Food Science:  How Does Brining Work

So as said in more scientific terms above, by brining your turkey you are flavoring the white meat, the dark meat, the legs, the thighs, how could that go wrong?

Brine & Citrus Herb Roasted Turkey

Turkey Brine

Turkey Soaking in Brine Bath


  • 10-12 pound Turkey
  • 2 oranges
  • 2 lemons
  • 1/2 bunch of fresh rosemary
  • 1/2 bunch of fresh thyme
  • 2 gallons of water
  • 1 cup of salt
  • 1 cup of brown sugar


*IMPORTANT:  You Turkey must be completely defrosted and cleaned before beginning to brine it.  Remember to remove all the gizzards!

To make the brining solution, dissolve the salt and sugar in 2 gallons of cold water in a clean bucket or large stockpot.  Your best bet is to purchase a Brining Bag at your local cooking store.  I recommend using the Brining Bag from Sur La Talbe.  It holds up to a 23 lb turkey and comes in a pack of 2 for $6.99.   Add the oranges, lemons, thyme, and rosemary.  If you have a big turkey and need more brine than this, use ½ cup salt and ½ cup brown sugar for every gallon of water.

Place the pot, bucket, or bag in the refrigerator for 12-24 hours (covered).

When removing turkey from brine.  Run through cold water rinsing off well.  Salt or sugar residue will cause the turkey to brown too fast.  Once cleaned, pat turkey dry.

Aromatic Stuffing:

Aromatic/Flavor Stuffing Ingredients


  • 1/2 bunch of fresh sage
  • 1/2 bunch of fresh rosemary
  • 1/2 bunch of fresh thyme
  • 1 1/2 large yellow onions
  • 1 carrot, sliced  into 1/2 inch pieces
  • 3 bay leaves
  • 3 celery stalks, slice into 1/2 inch pieces
  • 1 orange
  • 6 tbsp butter


After your turkey has been brined, rinsed, and dried.  Stuff both cavities with a mixture of the above ingredients and lace closed.  This aromatic stuffing is to add more flavor to the turkey as it roasts, not to be eaten.

DIRECTIVE A
Decide whether each statement agrees with the brining recipe, answering yes or no and quoting the words of the recipe that settle it. (i) The turkey stays in the brine in the refrigerator for 12-24 hours. (ii) The aromatic stuffing is meant to be eaten with the turkey. (iii) Salt or sugar left on the turkey makes it brown too fast.
DIRECTIVE B
Write out the passage of the brining recipe that begins at the words "When removing turkey" and stops after "pat turkey dry.", renaming every "turkey" as "bird".

PROVIDED MATERIAL

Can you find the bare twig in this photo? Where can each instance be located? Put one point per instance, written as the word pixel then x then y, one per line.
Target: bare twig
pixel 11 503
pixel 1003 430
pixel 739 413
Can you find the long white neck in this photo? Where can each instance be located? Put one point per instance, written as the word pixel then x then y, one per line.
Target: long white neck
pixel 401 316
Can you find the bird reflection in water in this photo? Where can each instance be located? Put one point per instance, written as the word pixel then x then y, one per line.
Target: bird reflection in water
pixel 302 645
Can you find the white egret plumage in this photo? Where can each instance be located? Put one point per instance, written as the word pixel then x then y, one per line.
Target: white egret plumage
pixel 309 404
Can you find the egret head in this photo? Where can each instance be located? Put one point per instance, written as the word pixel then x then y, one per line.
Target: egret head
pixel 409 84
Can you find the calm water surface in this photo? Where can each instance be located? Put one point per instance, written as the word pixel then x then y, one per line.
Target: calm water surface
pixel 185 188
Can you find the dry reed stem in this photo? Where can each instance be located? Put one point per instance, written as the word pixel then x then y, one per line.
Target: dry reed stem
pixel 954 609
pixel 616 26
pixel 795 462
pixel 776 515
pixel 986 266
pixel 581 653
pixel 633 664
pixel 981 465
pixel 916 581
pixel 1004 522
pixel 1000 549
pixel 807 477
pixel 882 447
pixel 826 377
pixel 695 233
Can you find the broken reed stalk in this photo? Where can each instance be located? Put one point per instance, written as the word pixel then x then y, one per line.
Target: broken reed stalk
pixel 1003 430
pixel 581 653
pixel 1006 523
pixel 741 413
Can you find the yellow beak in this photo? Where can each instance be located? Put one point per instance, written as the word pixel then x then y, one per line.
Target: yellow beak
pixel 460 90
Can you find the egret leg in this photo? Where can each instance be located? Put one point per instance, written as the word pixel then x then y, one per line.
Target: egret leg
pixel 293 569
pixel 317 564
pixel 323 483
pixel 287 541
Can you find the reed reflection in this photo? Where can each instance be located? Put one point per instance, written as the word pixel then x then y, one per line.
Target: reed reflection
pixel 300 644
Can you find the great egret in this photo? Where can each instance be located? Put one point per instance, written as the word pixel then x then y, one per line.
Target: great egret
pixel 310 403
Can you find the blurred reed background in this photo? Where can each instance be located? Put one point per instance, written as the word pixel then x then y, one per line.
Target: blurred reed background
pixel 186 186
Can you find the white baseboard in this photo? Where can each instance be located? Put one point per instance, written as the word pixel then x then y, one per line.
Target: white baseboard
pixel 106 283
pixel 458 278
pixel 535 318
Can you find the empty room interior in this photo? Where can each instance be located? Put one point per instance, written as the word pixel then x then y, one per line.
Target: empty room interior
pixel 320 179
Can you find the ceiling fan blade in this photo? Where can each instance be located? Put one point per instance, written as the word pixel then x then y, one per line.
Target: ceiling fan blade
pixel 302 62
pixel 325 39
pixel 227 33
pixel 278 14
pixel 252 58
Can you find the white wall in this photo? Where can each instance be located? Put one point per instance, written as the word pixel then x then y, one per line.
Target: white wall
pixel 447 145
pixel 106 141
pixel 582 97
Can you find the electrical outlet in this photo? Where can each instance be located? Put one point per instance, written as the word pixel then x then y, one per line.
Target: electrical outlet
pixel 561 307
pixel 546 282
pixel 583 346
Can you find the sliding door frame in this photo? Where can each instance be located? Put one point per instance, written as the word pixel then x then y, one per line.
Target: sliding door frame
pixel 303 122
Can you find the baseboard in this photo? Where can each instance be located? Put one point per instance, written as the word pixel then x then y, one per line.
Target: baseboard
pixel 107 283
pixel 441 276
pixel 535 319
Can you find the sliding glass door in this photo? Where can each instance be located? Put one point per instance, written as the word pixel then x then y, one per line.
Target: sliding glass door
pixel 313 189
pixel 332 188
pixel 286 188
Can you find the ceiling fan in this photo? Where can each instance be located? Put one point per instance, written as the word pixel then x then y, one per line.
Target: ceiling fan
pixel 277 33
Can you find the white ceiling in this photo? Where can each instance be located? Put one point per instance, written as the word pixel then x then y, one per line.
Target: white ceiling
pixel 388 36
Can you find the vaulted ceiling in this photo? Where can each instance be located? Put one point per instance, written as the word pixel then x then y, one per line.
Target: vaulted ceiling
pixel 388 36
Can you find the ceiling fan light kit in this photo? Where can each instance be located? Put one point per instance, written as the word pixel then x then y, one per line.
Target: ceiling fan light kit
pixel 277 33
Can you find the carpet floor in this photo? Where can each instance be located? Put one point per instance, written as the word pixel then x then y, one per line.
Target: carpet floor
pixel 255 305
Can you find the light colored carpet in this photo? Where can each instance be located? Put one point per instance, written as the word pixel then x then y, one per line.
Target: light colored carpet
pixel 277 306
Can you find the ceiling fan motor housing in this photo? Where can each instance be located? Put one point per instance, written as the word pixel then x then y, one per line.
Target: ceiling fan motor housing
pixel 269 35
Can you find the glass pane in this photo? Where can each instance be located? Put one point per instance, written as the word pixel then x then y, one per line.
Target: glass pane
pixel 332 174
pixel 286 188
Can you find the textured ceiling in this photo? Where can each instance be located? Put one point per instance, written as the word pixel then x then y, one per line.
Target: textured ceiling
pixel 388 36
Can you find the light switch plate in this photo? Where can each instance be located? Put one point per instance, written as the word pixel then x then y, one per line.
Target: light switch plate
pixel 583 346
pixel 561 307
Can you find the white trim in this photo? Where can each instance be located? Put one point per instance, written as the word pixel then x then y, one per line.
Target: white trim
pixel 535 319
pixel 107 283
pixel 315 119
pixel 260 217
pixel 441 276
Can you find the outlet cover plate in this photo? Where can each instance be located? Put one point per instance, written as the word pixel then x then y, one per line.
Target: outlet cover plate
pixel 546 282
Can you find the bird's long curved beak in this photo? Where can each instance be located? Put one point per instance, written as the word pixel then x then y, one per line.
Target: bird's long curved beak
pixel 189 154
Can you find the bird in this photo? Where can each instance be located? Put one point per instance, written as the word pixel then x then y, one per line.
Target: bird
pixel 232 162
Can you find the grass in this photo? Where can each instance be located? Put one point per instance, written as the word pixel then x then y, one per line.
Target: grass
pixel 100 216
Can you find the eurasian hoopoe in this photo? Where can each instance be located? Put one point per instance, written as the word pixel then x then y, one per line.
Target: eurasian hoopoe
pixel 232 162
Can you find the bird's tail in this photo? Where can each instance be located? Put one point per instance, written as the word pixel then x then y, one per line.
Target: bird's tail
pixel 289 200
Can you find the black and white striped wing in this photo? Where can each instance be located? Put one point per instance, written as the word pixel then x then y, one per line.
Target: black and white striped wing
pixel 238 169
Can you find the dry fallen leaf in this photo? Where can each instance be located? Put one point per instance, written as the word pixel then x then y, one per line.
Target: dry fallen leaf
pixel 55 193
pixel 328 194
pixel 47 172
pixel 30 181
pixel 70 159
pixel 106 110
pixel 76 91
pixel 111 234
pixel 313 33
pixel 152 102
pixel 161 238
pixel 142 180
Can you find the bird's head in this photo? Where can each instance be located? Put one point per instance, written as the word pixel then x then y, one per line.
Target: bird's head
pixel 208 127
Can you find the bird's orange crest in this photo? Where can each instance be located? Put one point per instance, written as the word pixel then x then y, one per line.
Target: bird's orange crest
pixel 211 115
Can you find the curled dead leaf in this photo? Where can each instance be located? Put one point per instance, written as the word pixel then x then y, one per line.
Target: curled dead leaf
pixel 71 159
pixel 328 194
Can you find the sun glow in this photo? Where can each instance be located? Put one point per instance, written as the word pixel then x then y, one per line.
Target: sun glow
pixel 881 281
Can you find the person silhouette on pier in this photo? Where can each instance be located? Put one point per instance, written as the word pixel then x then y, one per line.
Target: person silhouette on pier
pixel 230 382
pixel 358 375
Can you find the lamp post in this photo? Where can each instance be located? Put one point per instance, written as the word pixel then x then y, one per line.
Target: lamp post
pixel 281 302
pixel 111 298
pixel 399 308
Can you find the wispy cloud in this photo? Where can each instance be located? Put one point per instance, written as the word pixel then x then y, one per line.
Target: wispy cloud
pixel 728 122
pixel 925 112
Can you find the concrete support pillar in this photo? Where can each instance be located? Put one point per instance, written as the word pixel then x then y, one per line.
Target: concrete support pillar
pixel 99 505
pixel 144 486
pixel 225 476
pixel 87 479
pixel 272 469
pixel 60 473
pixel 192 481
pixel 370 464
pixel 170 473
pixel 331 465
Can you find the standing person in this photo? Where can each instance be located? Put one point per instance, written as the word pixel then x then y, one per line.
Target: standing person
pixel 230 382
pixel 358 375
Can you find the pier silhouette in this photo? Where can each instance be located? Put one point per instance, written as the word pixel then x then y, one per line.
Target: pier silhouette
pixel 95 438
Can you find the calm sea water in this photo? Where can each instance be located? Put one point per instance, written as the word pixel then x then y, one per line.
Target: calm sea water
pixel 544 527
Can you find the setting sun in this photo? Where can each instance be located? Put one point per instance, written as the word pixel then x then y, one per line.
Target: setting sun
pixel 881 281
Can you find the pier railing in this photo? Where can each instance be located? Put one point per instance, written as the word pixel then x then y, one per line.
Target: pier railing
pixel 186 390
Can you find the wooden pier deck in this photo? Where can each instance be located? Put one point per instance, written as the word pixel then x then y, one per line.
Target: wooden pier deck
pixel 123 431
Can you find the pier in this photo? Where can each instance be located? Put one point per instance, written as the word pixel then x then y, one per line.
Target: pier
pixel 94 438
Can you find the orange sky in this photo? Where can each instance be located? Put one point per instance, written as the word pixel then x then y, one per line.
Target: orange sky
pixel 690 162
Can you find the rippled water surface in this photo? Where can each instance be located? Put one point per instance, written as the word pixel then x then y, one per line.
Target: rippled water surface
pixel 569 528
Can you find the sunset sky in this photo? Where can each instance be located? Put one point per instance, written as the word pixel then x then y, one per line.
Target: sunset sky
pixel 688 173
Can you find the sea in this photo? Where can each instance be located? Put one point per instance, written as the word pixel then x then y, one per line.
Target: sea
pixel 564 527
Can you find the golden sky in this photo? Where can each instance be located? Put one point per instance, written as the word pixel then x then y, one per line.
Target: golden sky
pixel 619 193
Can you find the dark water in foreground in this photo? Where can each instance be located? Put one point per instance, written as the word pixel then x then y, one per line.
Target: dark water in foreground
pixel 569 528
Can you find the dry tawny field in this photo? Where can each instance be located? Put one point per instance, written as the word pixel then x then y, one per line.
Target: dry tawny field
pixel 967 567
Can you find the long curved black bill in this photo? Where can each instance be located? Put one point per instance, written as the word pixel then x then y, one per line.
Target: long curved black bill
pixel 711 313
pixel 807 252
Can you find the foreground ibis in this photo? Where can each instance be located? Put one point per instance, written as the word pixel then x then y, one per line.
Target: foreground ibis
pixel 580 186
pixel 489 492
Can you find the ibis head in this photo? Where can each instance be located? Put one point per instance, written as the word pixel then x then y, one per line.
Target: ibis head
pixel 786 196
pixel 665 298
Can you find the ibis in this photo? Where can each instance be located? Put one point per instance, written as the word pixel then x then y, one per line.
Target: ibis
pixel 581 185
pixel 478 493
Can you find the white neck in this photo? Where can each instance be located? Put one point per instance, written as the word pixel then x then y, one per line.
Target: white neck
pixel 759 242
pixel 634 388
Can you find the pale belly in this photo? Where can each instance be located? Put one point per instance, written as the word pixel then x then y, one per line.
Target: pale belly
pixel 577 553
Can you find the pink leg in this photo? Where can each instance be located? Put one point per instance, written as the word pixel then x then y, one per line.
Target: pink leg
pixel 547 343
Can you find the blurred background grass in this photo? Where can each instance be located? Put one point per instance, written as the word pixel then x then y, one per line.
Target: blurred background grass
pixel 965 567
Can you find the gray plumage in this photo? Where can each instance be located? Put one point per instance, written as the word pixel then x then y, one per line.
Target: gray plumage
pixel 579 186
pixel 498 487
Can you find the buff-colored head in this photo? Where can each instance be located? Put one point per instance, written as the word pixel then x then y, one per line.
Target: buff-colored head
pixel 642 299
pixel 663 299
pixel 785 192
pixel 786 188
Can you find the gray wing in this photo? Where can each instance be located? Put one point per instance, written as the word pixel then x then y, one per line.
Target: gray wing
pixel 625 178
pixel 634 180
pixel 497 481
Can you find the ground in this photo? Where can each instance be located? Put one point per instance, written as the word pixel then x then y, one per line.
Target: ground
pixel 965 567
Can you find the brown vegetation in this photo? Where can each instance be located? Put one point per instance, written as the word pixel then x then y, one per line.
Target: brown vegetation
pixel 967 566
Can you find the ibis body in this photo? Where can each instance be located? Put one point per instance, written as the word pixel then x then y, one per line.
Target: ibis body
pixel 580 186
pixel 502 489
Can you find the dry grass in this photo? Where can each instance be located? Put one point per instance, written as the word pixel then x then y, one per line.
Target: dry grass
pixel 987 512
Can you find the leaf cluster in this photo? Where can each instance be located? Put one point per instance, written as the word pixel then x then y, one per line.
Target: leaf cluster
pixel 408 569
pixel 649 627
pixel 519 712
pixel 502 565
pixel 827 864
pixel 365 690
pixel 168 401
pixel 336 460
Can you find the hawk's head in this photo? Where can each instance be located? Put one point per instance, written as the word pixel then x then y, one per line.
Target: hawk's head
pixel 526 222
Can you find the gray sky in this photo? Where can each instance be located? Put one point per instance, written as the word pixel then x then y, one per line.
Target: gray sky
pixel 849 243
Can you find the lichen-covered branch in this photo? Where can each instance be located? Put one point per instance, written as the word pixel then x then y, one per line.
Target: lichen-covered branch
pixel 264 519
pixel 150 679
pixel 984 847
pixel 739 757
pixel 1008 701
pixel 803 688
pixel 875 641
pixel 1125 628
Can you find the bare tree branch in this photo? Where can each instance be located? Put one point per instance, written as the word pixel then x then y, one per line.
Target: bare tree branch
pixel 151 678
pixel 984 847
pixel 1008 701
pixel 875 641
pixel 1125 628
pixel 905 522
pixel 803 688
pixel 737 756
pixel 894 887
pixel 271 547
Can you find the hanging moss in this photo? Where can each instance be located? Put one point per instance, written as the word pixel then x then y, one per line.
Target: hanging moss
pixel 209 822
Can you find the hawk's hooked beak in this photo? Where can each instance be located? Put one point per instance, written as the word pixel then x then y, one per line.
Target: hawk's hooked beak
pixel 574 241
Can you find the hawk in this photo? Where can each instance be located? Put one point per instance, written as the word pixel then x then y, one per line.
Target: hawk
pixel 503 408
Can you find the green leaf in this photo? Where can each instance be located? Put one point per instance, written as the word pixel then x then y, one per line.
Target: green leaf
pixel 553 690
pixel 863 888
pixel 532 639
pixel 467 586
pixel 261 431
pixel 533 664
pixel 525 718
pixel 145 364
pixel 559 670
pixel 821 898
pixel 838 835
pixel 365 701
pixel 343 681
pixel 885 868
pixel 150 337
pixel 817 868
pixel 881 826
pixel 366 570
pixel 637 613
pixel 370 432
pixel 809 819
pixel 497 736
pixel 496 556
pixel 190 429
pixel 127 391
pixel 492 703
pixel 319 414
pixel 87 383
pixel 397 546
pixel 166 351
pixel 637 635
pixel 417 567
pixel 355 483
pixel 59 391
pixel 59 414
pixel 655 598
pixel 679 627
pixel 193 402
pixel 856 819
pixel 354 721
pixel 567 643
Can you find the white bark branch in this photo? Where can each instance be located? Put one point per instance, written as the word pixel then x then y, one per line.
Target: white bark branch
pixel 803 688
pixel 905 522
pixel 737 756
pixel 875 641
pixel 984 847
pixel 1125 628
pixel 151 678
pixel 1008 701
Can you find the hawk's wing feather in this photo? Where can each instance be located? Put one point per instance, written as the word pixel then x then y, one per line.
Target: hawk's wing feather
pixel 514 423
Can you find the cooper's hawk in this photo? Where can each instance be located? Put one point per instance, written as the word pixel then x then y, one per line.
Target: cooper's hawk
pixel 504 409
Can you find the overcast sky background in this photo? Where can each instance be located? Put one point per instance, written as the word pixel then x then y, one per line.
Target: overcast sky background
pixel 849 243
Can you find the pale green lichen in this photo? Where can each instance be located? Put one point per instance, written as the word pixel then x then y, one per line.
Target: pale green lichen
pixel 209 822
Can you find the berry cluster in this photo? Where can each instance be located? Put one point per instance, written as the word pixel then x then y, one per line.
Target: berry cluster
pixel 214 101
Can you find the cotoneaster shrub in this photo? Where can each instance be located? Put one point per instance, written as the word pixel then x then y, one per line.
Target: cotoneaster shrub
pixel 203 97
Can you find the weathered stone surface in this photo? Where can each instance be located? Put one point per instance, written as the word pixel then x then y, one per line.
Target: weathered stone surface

RESULT A
(i) Yes: "Place the pot, bucket, or bag in the refrigerator for 12-24 hours (covered)."
(ii) No: "This aromatic stuffing is to add more flavor to the turkey as it roasts, not to be eaten."
(iii) Yes: "Salt or sugar residue will cause the turkey to brown too fast."

RESULT B
When removing bird from brine.  Run through cold water rinsing off well.  Salt or sugar residue will cause the bird to brown too fast.  Once cleaned, pat bird dry.